*** Opening Input ***
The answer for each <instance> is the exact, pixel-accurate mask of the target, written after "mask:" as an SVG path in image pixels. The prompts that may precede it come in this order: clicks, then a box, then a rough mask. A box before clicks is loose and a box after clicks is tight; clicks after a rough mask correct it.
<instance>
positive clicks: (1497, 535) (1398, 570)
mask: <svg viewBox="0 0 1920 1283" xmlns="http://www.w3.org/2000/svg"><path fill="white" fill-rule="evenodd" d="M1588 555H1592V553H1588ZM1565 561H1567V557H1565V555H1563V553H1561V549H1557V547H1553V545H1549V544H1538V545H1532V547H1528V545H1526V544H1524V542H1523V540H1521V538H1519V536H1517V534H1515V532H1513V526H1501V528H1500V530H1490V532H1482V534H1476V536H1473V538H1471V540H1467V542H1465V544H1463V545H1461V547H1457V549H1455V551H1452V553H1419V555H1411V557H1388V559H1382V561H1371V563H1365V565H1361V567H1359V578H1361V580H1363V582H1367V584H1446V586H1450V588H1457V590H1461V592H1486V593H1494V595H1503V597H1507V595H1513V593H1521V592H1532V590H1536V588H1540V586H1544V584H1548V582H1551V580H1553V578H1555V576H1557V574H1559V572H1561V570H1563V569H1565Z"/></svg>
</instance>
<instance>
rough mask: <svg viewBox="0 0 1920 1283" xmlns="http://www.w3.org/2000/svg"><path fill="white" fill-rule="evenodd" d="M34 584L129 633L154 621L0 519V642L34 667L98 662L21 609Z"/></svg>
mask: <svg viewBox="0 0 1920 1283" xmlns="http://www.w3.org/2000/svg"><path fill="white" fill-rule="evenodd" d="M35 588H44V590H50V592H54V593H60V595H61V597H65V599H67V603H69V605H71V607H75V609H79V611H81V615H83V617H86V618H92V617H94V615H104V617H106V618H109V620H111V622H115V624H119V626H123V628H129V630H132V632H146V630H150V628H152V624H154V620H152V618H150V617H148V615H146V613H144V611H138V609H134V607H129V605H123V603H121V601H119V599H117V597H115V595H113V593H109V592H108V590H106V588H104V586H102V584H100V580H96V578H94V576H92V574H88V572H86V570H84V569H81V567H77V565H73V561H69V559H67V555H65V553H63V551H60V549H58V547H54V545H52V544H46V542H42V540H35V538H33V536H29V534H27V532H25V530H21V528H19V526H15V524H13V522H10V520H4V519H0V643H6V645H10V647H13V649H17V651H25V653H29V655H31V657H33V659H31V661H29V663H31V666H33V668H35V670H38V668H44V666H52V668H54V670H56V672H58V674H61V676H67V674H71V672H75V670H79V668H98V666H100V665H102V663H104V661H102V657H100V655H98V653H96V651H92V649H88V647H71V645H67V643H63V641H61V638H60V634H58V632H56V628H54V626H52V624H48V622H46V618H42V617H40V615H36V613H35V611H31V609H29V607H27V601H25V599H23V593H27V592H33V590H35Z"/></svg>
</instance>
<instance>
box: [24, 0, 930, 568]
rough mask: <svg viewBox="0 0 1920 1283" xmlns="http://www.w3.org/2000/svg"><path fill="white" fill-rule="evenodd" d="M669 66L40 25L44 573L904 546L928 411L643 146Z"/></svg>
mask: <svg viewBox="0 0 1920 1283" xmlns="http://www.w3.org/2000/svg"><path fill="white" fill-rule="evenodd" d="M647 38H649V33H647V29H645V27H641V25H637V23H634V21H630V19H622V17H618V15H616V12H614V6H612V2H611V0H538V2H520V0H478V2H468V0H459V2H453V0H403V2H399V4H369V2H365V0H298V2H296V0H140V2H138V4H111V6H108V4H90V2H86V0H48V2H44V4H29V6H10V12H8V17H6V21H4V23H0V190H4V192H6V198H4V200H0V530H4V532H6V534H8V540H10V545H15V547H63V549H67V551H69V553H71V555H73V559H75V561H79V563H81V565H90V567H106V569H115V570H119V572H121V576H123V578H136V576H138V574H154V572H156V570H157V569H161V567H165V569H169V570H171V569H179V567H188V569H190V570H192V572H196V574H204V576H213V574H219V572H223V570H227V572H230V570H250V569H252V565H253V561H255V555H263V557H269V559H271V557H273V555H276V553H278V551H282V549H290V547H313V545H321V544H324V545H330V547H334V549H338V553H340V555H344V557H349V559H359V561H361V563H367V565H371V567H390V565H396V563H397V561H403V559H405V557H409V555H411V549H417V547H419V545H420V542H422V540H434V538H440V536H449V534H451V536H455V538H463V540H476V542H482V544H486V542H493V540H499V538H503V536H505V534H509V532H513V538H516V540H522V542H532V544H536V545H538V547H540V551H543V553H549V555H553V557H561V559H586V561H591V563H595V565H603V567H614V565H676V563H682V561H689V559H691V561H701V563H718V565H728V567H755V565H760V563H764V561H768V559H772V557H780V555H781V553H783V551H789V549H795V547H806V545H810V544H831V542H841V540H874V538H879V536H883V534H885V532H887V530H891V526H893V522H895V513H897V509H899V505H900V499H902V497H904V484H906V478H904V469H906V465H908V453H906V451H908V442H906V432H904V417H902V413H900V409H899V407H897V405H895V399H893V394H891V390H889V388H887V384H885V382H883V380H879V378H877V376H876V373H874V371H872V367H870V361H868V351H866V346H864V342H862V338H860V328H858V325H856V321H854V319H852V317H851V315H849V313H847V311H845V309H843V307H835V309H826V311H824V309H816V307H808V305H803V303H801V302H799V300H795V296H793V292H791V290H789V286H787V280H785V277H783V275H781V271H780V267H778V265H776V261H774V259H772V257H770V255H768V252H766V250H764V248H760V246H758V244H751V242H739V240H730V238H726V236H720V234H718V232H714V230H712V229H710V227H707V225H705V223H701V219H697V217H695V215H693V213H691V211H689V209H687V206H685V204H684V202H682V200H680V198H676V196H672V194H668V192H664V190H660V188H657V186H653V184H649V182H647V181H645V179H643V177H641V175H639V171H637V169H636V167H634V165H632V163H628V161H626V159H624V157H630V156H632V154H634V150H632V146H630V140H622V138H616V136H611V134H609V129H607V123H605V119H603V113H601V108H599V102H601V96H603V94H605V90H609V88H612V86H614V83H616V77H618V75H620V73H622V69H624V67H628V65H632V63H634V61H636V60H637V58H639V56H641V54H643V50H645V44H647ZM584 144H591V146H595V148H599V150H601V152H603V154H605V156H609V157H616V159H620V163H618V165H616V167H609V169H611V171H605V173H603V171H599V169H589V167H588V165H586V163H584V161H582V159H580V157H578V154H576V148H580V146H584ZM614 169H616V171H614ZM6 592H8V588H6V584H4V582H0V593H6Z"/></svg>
*** Closing Input ***
- **Aim of the exercise**
Repeat all of the entries above exactly.

- **Exercise solution**
The answer for each <instance> is the exact, pixel-accurate mask of the target, written after "mask:" as an SVG path in image pixels. The prompts that may precede it come in this order: clicks, then a box, then a rough mask. A box before clicks is loose and a box after clicks is tight; clicks after a rough mask correct it.
<instance>
positive clicks: (1497, 535) (1398, 570)
mask: <svg viewBox="0 0 1920 1283" xmlns="http://www.w3.org/2000/svg"><path fill="white" fill-rule="evenodd" d="M1588 555H1592V553H1588ZM1565 561H1567V557H1565V555H1563V553H1561V549H1557V547H1553V545H1549V544H1538V545H1532V547H1528V545H1526V544H1524V542H1523V540H1521V538H1519V536H1517V534H1515V532H1513V526H1501V528H1500V530H1490V532H1482V534H1476V536H1473V538H1471V540H1467V542H1465V544H1463V545H1461V547H1457V549H1455V551H1452V553H1419V555H1411V557H1388V559H1382V561H1371V563H1365V565H1361V567H1359V578H1361V580H1363V582H1367V584H1446V586H1450V588H1457V590H1461V592H1486V593H1494V595H1503V597H1507V595H1513V593H1521V592H1532V590H1536V588H1540V586H1544V584H1548V582H1551V580H1553V578H1555V576H1557V574H1559V572H1561V570H1563V569H1565Z"/></svg>
</instance>
<instance>
rough mask: <svg viewBox="0 0 1920 1283" xmlns="http://www.w3.org/2000/svg"><path fill="white" fill-rule="evenodd" d="M34 584L129 633L154 621L0 519V642L34 667L98 662L21 609Z"/></svg>
mask: <svg viewBox="0 0 1920 1283" xmlns="http://www.w3.org/2000/svg"><path fill="white" fill-rule="evenodd" d="M35 588H44V590H50V592H54V593H60V595H61V597H65V599H67V603H69V605H71V607H75V609H79V611H81V615H83V617H86V618H92V617H94V615H104V617H106V618H109V620H111V622H115V624H119V626H123V628H129V630H132V632H146V630H150V628H152V624H154V620H152V618H150V617H148V615H146V613H144V611H138V609H134V607H129V605H123V603H121V601H119V599H117V597H115V595H113V593H109V592H108V590H106V588H104V586H102V584H100V580H96V578H94V576H92V574H88V572H86V570H84V569H81V567H77V565H73V561H69V559H67V555H65V553H63V551H60V549H58V547H54V545H52V544H46V542H42V540H35V538H33V536H29V534H27V532H25V530H21V528H19V526H15V524H13V522H10V520H4V519H0V643H6V645H10V647H13V649H17V651H25V653H29V655H31V657H33V659H31V661H29V663H31V666H33V668H35V670H38V668H44V666H52V668H54V670H56V672H58V674H61V676H67V674H71V672H75V670H79V668H98V666H100V665H102V663H104V661H102V657H100V655H98V653H96V651H92V649H88V647H71V645H67V643H63V641H61V638H60V634H58V632H56V628H54V626H52V624H48V622H46V618H42V617H40V615H36V613H35V611H31V609H29V607H27V601H25V599H23V593H27V592H33V590H35Z"/></svg>
</instance>
<instance>
box: [24, 0, 930, 568]
rough mask: <svg viewBox="0 0 1920 1283" xmlns="http://www.w3.org/2000/svg"><path fill="white" fill-rule="evenodd" d="M669 66L40 25L44 573L904 546L928 411L643 146Z"/></svg>
mask: <svg viewBox="0 0 1920 1283" xmlns="http://www.w3.org/2000/svg"><path fill="white" fill-rule="evenodd" d="M647 38H649V33H647V29H645V27H641V25H637V23H634V21H630V19H622V17H618V15H616V12H614V6H612V2H611V0H538V2H520V0H478V2H468V0H459V2H453V0H403V2H399V4H369V2H365V0H298V2H296V0H140V2H138V4H111V6H108V4H90V2H86V0H48V2H44V4H29V6H10V12H8V17H6V21H4V23H0V190H4V192H6V198H4V200H0V530H4V532H6V534H8V540H10V545H15V547H63V549H67V551H69V553H71V555H73V559H75V561H79V563H81V565H90V567H106V569H115V570H119V572H121V576H123V578H136V576H138V574H154V572H156V570H157V569H161V567H165V569H169V570H171V569H179V567H188V569H190V570H192V572H196V574H204V576H213V574H219V572H223V570H227V572H230V570H250V569H252V565H253V561H255V555H263V557H269V559H271V557H273V555H276V553H278V551H282V549H290V547H313V545H321V544H324V545H330V547H334V549H338V553H340V555H344V557H349V559H359V561H361V563H367V565H371V567H390V565H396V563H397V561H403V559H405V557H409V555H411V549H417V547H419V545H420V542H422V540H434V538H440V536H449V534H451V536H455V538H463V540H476V542H482V544H486V542H493V540H499V538H503V536H505V534H509V532H513V538H516V540H522V542H532V544H536V545H538V547H540V551H543V553H549V555H553V557H561V559H586V561H591V563H595V565H603V567H614V565H676V563H682V561H689V559H691V561H701V563H718V565H728V567H755V565H760V563H764V561H768V559H772V557H780V555H781V553H783V551H789V549H795V547H806V545H810V544H831V542H841V540H874V538H879V536H883V534H885V532H887V530H891V526H893V522H895V513H897V509H899V505H900V499H902V497H904V484H906V478H904V469H906V465H908V453H906V451H908V442H906V432H904V417H902V413H900V409H899V407H897V405H895V399H893V394H891V390H889V388H887V384H885V382H883V380H879V378H877V376H876V373H874V371H872V367H870V361H868V351H866V346H864V342H862V338H860V328H858V325H856V321H854V319H852V317H851V315H849V313H847V311H845V309H843V307H835V309H826V311H824V309H816V307H808V305H803V303H801V302H799V300H795V296H793V292H791V290H789V286H787V280H785V277H783V275H781V271H780V267H778V265H776V261H774V259H772V257H770V255H768V252H766V250H764V248H760V246H758V244H751V242H739V240H730V238H726V236H720V234H718V232H714V230H712V229H710V227H707V225H705V223H701V219H697V217H695V215H693V213H691V211H689V209H687V206H685V204H684V202H682V200H680V198H676V196H672V194H668V192H664V190H660V188H657V186H653V184H649V182H647V181H645V179H643V177H641V175H639V171H637V169H636V167H634V165H632V163H628V161H626V159H624V157H630V156H632V154H634V150H632V146H630V140H622V138H616V136H611V134H609V129H607V123H605V119H603V113H601V108H599V102H601V96H603V94H605V90H609V88H612V86H614V83H616V77H618V75H620V73H622V69H624V67H628V65H632V63H634V61H636V60H637V58H639V56H641V54H643V50H645V44H647ZM584 144H591V146H595V148H599V150H601V152H603V154H605V156H609V157H616V159H620V163H618V165H616V167H609V169H611V171H605V173H603V171H599V169H589V167H588V165H586V163H584V161H582V159H580V157H578V154H576V148H580V146H584ZM614 169H616V171H614ZM6 592H8V588H6V584H4V582H0V593H6Z"/></svg>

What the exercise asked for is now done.